■ WRITTEN REQUEST 1
In the entries, swap "puddle" for "pool" from the line with "Where can the tree" through the line with "point(275, 445)". Keep everything else the same, and leave the pictures out of your answer.

■ PAGE EXTRACT
--

The Dish: Vivian Howard of Chef & the Farmer

Chef Vivian Howard grew up in small-town North Carolina and dreamed of moving somewhere with more dining options such as takeout Chinese. She realized that dream in New York City. After a failed try in advertising, she turned to cooking.

She worked with some of the stars of the culinary world, including Wylie Dufresne, Sam Mason and Jean-Georges Vongerichten.

Then Howard took what she had learned and went home to North Carolina where she opened a ground-breaking, farm-to-fork restaurant, Chef & the Farmer.

Later she launched "A Chef's Life," the award-winning PBS reality show.

Here's how to make some of Howard's signature recipes:

Okra oven fries with creamy scallion dip

Serves 4

1 pound okra, split or quartered lengthwise

2 tablespoons olive oil

2 teaspoons ground coriander

1 teaspoon salt

12 turns black pepper

Scallion Dip

makes 1 1/2 cups

1/2 cup mayonnaise

1/2 cup Greek yogurt

1/4 cup buttermilk

1/4 cup minced scallions, green part only

1/2 cup grated Parmigianno Reggiano, on a microplane

20 turns black pepper

Zest of 1 lemon

2 teaspoons lemon juice

1/2 teaspoon salt

Make the dressing: Whisk everything together in a medium bowl and let it marry for at least 30 minutes before serving. The dressing will keep up to 1 week sealed in the refrigerator.

Cook the okra: Preheat your oven to 400. In a medium bowl, toss the okra with the olive oil, coriander, salt and black pepper. Spread the okra onto your largest baking pan or two pans if necessary. What's important is that the okra touch and overlap very little. If they are all piled on top of each other, they will steam, not roast.

Slide the pan onto the middle rack of your oven. After 10 minutes, toss the okra gently with a spatula and rotate your pans if you are using 2. Cook an additional 10-15 minutes. When the okra is done, it will be brown and crispy in a lot of places but shouldn't smell burned. Serve warm or at room temperature as a starter or snack with something creamy like Scallion Dip.

Brussels sprout and pear salad with pomegranate with blue cheese honey vinaigrette

Serves 6

3 medium Bartlett or Anjou pears

12-16 large Brussels sprouts

4 radishes, cut into eights

3 tablespoons thinly sliced scallion

2 tablespoons torn mint

1/2 cup pomegranate seeds

Juice of 1 lemon

1 1/2 teaspoon salt

1 cup blue cheese honey vinaigrette

Blue Cheese Vinaigrette

1/2 cup high quality blue cheese such as Maytag, broken into crumbles

3 tablespoons lemon juice

3 tablespoons cider vinegar

3 tablespoons honey

1 teaspoon salt

10 turns of the pepper mill or 1/2 teaspoon black pepper

1/4 cup grape seed or sunflower oil

Make the vinaigrette: In a medium bowl whisk together the cheese, lemon juice, vinegar, honey, salt and pepper until the blue cheese is broken up and the liquid appears creamy. Then slowly add the oil and set aside. Just before pouring the dressing over the salad, give it another whisk. This will keep in a sealed container in the fridge up to 5 days.

--

■ WRITTEN REQUEST 2
Finish out the next part of the piece on Vivian Howard and her recipes, picking up after its last sentence.

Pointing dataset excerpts
--

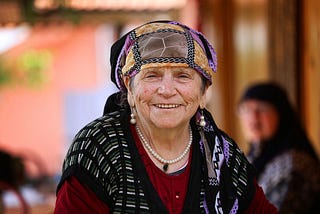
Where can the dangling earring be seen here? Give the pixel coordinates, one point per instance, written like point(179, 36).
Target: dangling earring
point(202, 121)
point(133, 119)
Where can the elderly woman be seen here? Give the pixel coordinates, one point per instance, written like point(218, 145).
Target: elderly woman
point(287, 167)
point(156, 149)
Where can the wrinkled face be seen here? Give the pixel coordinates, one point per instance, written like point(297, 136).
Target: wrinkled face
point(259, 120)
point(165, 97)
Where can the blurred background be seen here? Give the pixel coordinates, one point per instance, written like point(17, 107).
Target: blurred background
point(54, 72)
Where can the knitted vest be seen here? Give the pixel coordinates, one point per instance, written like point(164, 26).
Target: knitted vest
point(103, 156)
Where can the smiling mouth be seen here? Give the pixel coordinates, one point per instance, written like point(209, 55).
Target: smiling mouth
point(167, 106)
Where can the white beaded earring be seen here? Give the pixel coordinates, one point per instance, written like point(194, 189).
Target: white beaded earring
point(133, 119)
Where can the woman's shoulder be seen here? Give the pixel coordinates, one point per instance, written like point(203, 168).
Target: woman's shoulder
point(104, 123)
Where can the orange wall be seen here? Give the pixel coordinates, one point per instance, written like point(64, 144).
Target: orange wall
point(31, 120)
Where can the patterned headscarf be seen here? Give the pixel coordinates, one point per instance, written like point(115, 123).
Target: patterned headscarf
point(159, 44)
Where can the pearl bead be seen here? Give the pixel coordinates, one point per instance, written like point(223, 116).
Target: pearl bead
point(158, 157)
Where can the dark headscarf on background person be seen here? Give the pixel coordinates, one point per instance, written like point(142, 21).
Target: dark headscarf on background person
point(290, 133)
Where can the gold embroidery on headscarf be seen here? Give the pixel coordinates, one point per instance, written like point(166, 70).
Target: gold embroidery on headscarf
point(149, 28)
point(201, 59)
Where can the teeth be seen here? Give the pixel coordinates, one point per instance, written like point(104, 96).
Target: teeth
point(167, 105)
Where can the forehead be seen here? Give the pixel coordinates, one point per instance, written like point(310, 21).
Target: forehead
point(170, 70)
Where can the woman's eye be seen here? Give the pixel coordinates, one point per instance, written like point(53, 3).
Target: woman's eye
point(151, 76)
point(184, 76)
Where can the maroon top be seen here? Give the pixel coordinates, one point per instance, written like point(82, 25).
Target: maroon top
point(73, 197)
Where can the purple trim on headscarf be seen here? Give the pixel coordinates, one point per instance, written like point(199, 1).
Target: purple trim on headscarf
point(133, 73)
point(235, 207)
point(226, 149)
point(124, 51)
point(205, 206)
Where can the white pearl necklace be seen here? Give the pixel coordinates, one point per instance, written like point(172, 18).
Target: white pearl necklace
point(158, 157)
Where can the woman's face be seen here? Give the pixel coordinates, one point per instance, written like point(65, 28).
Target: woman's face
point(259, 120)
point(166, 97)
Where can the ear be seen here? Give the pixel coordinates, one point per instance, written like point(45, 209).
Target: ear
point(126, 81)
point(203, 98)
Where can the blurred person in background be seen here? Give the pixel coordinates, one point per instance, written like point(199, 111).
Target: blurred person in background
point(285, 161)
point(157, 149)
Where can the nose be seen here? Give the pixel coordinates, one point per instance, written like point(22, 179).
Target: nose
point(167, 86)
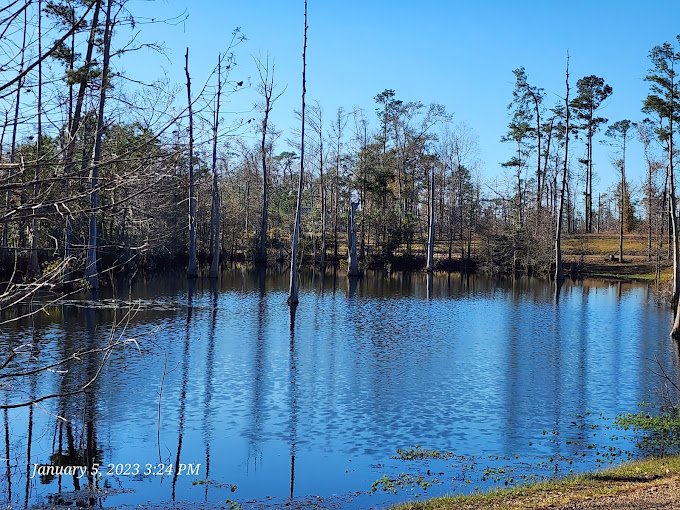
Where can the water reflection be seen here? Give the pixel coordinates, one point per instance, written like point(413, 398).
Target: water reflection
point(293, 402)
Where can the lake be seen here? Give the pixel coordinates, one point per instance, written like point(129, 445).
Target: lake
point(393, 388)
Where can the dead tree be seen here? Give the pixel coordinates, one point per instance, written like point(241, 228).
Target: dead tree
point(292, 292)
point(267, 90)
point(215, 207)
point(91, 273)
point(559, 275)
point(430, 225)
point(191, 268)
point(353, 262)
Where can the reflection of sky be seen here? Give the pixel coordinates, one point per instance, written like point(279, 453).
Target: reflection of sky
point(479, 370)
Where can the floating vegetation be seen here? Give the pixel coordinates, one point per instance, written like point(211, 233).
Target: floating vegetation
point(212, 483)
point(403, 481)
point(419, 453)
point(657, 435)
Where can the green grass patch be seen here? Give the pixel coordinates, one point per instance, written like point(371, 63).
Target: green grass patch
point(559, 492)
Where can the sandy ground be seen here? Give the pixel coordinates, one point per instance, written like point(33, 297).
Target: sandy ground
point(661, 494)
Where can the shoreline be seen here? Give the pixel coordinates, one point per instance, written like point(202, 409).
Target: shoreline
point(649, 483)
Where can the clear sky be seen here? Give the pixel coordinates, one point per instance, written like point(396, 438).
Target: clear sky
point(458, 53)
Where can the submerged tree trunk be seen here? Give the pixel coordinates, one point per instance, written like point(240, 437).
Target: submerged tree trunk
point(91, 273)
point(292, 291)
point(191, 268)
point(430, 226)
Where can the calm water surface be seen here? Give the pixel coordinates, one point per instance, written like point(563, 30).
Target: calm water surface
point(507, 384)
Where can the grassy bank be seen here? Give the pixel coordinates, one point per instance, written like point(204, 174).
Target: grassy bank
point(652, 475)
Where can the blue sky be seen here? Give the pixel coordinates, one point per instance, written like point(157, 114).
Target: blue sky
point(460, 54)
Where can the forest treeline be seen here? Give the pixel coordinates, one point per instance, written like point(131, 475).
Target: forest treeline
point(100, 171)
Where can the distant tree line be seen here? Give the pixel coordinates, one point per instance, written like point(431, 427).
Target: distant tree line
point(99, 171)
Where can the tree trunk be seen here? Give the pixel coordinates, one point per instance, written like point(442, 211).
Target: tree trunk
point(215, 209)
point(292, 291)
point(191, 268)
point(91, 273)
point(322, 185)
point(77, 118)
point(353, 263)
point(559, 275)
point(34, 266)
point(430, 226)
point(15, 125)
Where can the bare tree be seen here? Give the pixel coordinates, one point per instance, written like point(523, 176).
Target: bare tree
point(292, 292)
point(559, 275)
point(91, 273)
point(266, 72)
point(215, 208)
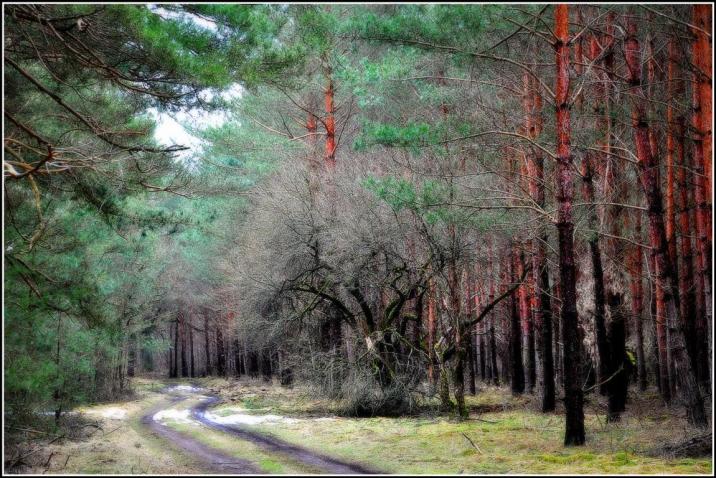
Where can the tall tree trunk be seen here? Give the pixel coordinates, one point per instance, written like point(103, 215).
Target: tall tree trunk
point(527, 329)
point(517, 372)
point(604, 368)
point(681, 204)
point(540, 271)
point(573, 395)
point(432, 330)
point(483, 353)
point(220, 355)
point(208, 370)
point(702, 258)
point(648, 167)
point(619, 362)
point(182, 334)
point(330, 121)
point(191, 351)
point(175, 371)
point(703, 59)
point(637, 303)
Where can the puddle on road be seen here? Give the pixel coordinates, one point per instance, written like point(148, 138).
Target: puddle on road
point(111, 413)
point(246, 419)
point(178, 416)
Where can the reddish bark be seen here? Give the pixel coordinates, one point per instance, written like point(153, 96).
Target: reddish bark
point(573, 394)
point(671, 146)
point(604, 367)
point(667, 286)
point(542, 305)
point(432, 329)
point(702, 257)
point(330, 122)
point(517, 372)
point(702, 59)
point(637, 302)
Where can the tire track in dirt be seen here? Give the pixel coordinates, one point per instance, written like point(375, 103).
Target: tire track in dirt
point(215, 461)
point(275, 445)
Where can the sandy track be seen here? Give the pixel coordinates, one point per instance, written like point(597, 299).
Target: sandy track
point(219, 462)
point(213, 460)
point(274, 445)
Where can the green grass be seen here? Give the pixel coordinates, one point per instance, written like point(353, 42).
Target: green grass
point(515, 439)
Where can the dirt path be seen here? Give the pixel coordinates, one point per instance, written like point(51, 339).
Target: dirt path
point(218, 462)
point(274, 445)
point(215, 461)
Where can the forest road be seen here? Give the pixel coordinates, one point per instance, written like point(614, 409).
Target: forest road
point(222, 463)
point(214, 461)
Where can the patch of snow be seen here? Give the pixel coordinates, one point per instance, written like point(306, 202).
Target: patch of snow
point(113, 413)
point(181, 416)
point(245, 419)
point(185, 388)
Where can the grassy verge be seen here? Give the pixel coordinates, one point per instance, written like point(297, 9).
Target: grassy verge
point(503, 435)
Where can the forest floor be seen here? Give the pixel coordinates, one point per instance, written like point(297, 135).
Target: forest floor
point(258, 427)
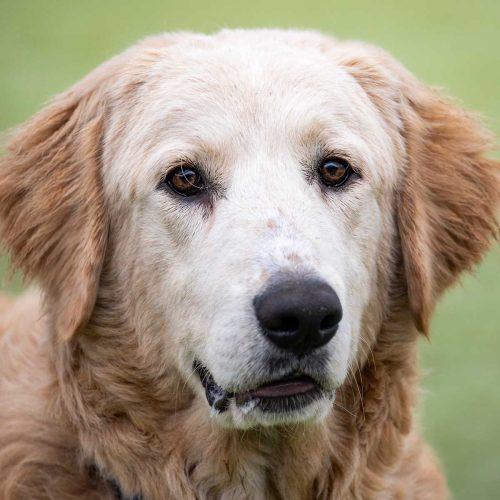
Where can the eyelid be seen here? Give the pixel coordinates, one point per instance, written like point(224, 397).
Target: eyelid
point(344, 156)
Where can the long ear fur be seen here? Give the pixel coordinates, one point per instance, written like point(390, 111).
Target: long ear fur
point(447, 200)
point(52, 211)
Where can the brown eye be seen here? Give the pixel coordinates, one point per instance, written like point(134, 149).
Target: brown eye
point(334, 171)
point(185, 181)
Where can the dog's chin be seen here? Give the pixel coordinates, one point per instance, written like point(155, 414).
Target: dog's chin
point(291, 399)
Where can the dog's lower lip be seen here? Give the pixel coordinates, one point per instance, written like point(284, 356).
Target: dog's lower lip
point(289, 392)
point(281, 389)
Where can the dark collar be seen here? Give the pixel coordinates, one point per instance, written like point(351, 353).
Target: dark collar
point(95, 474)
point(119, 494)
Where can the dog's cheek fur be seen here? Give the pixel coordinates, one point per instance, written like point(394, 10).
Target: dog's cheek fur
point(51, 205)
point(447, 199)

--

■ WRITTEN ANSWER 1
Where can the tree trunk be seen here? Give the pixel coordinates, one point per instance, written like point(442, 211).
Target: tree trunk
point(215, 209)
point(292, 291)
point(191, 268)
point(91, 273)
point(322, 185)
point(77, 118)
point(353, 263)
point(559, 275)
point(34, 266)
point(430, 226)
point(15, 125)
Where can the bare tree be seen here? Give the pixel coordinates, one point per instance, written like point(523, 176).
Target: bare tree
point(292, 292)
point(559, 275)
point(91, 273)
point(266, 72)
point(215, 208)
Where can the tall tree trunk be seen here? Give the pixel coordinates, one point per instance, written like point(103, 215).
Target: tall tree trunk
point(527, 329)
point(517, 372)
point(604, 368)
point(681, 204)
point(540, 271)
point(573, 395)
point(432, 330)
point(483, 353)
point(220, 355)
point(208, 370)
point(702, 258)
point(648, 167)
point(619, 362)
point(182, 334)
point(330, 121)
point(191, 351)
point(175, 371)
point(703, 59)
point(637, 303)
Where can the pool on road be seen here? Give the pixel coordinates, one point per instance, written like point(148, 138).
Target: pool on road
point(111, 413)
point(246, 419)
point(178, 416)
Where can the reddish bark be seen here? Give the pixel coordinates, one point per instance, written like point(153, 96).
Target: reddish bark
point(573, 394)
point(671, 146)
point(604, 367)
point(667, 286)
point(542, 305)
point(432, 329)
point(702, 257)
point(330, 122)
point(517, 372)
point(702, 59)
point(637, 302)
Where can the tire track in dirt be seen here? Give the pixel coordinates, one point per instance, written like point(375, 103).
Target: tire track in dirt
point(215, 461)
point(275, 445)

■ WRITTEN ANSWER 2
Assemble the salad: Slice the stem end off the Brussels sprouts and separate the sprouts into individual leaves. Set aside. Just before building the salad, dice the pears and toss them with the lemon juice. To the pears add the radishes, Brussels sprouts, scallion, salt and 3/4 cup dressing.

Let the salad sit for at least 10 minutes and up to 30 before serving. Just before you do, top with the pomegranate seeds, the mint and another drizzle of dressing.

Double cut bone-in pork chop with sweet and sour beets and their greens

Serves 4

Note: If you want to brine your pork chops, and trust me you do, make sure the chops you buy haven't been pumped with a sodium solution to facilitate moist meat. Much of the pork in an average grocery store has been, so check labels and ask questions. Otherwise you may end up with super salty chops.

Brined Pork Chops

Makes 4 chops

4 bone-in, 16 ounce pork chops

2 quarts water

3/4 cup brown sugar

2/3 cup + 1 teaspoon salt, divided

1/4 cup smooth dijon mustard

1 tablespoon black peppercorns

3 sprigs rosemary

4 sprigs sage

6 garlic cloves, smashed

2 tablespoons vegetable oil

1 teaspoon salt

Black pepper

Sweet and Sour Beets

1 1/2 cup roasted beets, cut into 1/2 inch wedges or 1/2 inch dice

Zest of 1 orange, removed with a microplane

Juice of 2 oranges

1/3 cup red wine vinegar

3 tablespoons honey

1/2 teaspoon chili flakes

1/4 teaspoon salt

2 tablespoons cold butter

water if needed

Beet Greens with Garlic

8-12 ounces beet greens or the greens from one bunch

2 tablespoons vegetable oil

3-4 cloves of garlic, sliced thin

1 teaspoon salt

1/4 teaspoon white wine

For the Pork Chops: In a medium saucepan, combine the water, sugar, 2/3 cup salt, dijon, peppercorns, rosemary, sage and garlic cloves. Bring that up to a boil and let it boil 1 minute. Remove it from the heat and cool to room temperature. Once it's completely chilled down, pour the brine over the pork chops, making sure they are completely submerged. Brine them for 3 hours. Remove the chops from the brine and let them rest a minimum of 1 hour before cooking.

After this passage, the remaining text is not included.